Directions. Present every line of the records below as a Markdown table with the columns "Number" and "Line", numbering the rows in order and leaving out any blank lines.

Input.
○ ○ ○ ○ ○

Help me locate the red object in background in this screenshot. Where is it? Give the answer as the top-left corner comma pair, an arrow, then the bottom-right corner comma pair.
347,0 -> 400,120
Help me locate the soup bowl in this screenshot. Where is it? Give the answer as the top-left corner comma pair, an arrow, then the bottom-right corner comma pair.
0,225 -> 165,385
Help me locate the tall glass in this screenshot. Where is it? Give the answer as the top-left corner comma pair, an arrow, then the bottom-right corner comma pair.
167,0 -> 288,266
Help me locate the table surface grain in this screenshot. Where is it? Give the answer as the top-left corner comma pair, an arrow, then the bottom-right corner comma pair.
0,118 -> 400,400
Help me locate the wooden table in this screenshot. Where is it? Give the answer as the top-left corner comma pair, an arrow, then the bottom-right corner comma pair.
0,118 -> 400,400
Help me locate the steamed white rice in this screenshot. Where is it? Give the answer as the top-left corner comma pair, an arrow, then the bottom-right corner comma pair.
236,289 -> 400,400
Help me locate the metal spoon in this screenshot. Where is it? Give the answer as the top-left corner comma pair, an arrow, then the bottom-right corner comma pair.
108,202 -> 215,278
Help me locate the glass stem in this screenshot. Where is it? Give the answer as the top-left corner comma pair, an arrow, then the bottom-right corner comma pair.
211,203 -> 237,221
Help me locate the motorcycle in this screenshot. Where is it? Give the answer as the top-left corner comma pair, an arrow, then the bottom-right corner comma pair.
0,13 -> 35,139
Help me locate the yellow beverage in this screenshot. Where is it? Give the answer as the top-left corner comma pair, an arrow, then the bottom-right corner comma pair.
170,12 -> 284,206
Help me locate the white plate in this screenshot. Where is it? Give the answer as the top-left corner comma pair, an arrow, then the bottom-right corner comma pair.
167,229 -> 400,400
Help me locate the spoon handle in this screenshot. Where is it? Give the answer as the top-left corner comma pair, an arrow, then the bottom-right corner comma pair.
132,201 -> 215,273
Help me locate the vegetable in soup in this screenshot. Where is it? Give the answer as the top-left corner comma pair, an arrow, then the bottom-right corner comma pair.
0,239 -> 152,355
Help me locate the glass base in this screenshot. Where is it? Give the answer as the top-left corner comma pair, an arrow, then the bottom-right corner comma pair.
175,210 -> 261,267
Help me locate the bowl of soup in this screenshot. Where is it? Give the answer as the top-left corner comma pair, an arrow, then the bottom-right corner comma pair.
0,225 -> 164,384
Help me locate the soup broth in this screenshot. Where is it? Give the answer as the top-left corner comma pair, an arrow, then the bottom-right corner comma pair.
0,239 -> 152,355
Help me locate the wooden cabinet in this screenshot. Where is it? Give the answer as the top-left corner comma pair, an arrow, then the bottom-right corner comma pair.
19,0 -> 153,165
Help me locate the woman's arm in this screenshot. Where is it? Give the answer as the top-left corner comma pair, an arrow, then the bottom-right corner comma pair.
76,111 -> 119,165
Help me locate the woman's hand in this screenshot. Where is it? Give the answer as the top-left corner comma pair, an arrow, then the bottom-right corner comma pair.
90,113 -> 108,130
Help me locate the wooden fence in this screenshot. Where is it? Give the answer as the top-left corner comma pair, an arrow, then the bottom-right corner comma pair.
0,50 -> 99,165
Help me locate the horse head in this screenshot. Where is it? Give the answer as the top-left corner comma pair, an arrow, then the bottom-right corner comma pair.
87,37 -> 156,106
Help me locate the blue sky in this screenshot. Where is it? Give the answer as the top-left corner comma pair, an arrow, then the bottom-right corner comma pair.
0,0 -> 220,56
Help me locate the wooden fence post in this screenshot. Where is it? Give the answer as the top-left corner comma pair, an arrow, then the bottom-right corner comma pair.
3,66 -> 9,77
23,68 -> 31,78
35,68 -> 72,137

○ ○ ○ ○ ○

Solution below.
| Number | Line |
|---|---|
| 1 | Help me locate the red object in background in this screenshot. Where is it? Give the answer as the top-left corner comma pair, an arrow, then the bottom-right corner comma pair. |
| 2 | 347,0 -> 400,120 |
| 3 | Help me locate the soup bowl in this screenshot. Where is it? Give the answer as the top-left corner comma pair, an arrow, then the bottom-right corner comma pair. |
| 4 | 0,225 -> 165,385 |
| 5 | Help me locate the tall glass in this screenshot. Where is it? Give the answer as the top-left corner comma pair, an arrow, then the bottom-right corner comma pair. |
| 6 | 167,0 -> 288,266 |
| 7 | Help me locate the table surface grain in this screenshot. Where is it? Give the answer as the top-left corner comma pair, an arrow, then the bottom-right corner comma pair. |
| 8 | 0,118 -> 400,400 |
| 9 | Help me locate the wooden table in this screenshot. Where is it? Give the answer as the top-left corner comma pair, an arrow, then the bottom-right corner comma pair. |
| 10 | 0,118 -> 400,400 |
| 11 | Help me locate the steamed white rice in this screenshot. Where is it? Give the answer as the top-left corner comma pair, an arrow, then the bottom-right corner comma pair. |
| 12 | 236,289 -> 400,400 |
| 13 | Help me locate the metal spoon in this screenshot. Where is it? Give the answer as the top-left corner comma pair, an arrow, then the bottom-right corner comma pair. |
| 14 | 108,202 -> 215,278 |
| 15 | Help me locate the glass stem in this screenshot. Where is it? Give the answer as the top-left corner comma pair, an arrow, then the bottom-right corner comma pair. |
| 16 | 211,203 -> 237,221 |
| 17 | Help me locate the motorcycle in this screenshot. Where is it? Give the answer as the top-left corner comma pair, an arrow, then the bottom-right corner comma pair. |
| 18 | 0,13 -> 35,139 |
| 19 | Help me locate the yellow beverage in this screenshot. Where is it? Give the answer as the top-left corner comma pair, an arrow, then the bottom-right corner comma pair. |
| 20 | 170,12 -> 284,206 |
| 21 | Help me locate the white plate in this screenshot. Where is it? Give the answer as the top-left corner comma pair, an arrow, then the bottom-right corner comma pair. |
| 22 | 167,229 -> 400,400 |
| 23 | Help me locate the spoon handle in this screenshot. Where is it? Give the answer as the top-left corner comma pair, an arrow, then the bottom-right corner comma pair. |
| 24 | 132,201 -> 215,273 |
| 25 | Help me locate the vegetable in soup in this screenshot. Where is it? Give the answer as the top-left corner comma pair, an arrow, then the bottom-right corner comma pair. |
| 26 | 0,239 -> 152,355 |
| 27 | Help me locate the glass base in this screenshot. Where is it? Give the answer as the top-left corner comma pair, an arrow, then the bottom-right corner comma pair. |
| 28 | 175,210 -> 261,267 |
| 29 | Help me locate the bowl of soup in this screenshot. Where is it? Give the answer as the top-left corner comma pair, an arrow, then the bottom-right corner comma pair. |
| 30 | 0,225 -> 164,384 |
| 31 | Help me locate the soup broth in this screenshot. Where is it? Give the answer as the top-left corner comma pair, an arrow, then the bottom-right corner comma pair. |
| 32 | 0,239 -> 152,355 |
| 33 | Help me locate the wooden cabinet in this screenshot. Where is it? Give the answer as the top-left corner comma pair, an arrow, then the bottom-right corner comma pair. |
| 34 | 19,0 -> 153,165 |
| 35 | Help me locate the woman's arm in this screenshot. Where is it? Give the answer as the top-left corner comma pair, an arrow, then the bottom-right corner comma pair. |
| 36 | 76,111 -> 119,165 |
| 37 | Help me locate the woman's hand in this screenshot. Where is it? Give the answer as the top-left corner comma pair, an arrow, then the bottom-right corner comma pair. |
| 38 | 90,113 -> 108,130 |
| 39 | Help me locate the wooden fence in this screenshot. Where is it? Give the answer as the top-left corner comma pair, an arrow, then the bottom-right corner comma pair. |
| 40 | 0,50 -> 99,165 |
| 41 | Help me locate the horse head in this screenshot. Where is it? Give the answer as the top-left corner comma pair, an arrow, then the bottom-right corner comma pair. |
| 42 | 87,37 -> 156,106 |
| 43 | Help me locate the blue sky in this screenshot. Where is it? Give the answer as the top-left corner comma pair, an arrow, then the bottom-right corner comma pair. |
| 44 | 0,0 -> 220,56 |
| 45 | Help me locate the wooden fence post in this screenshot. Where is it? Give the answer as the top-left corner comma pair, an arrow, then the bottom-right corner comma pair. |
| 46 | 3,66 -> 9,77 |
| 47 | 23,68 -> 31,78 |
| 48 | 35,68 -> 72,137 |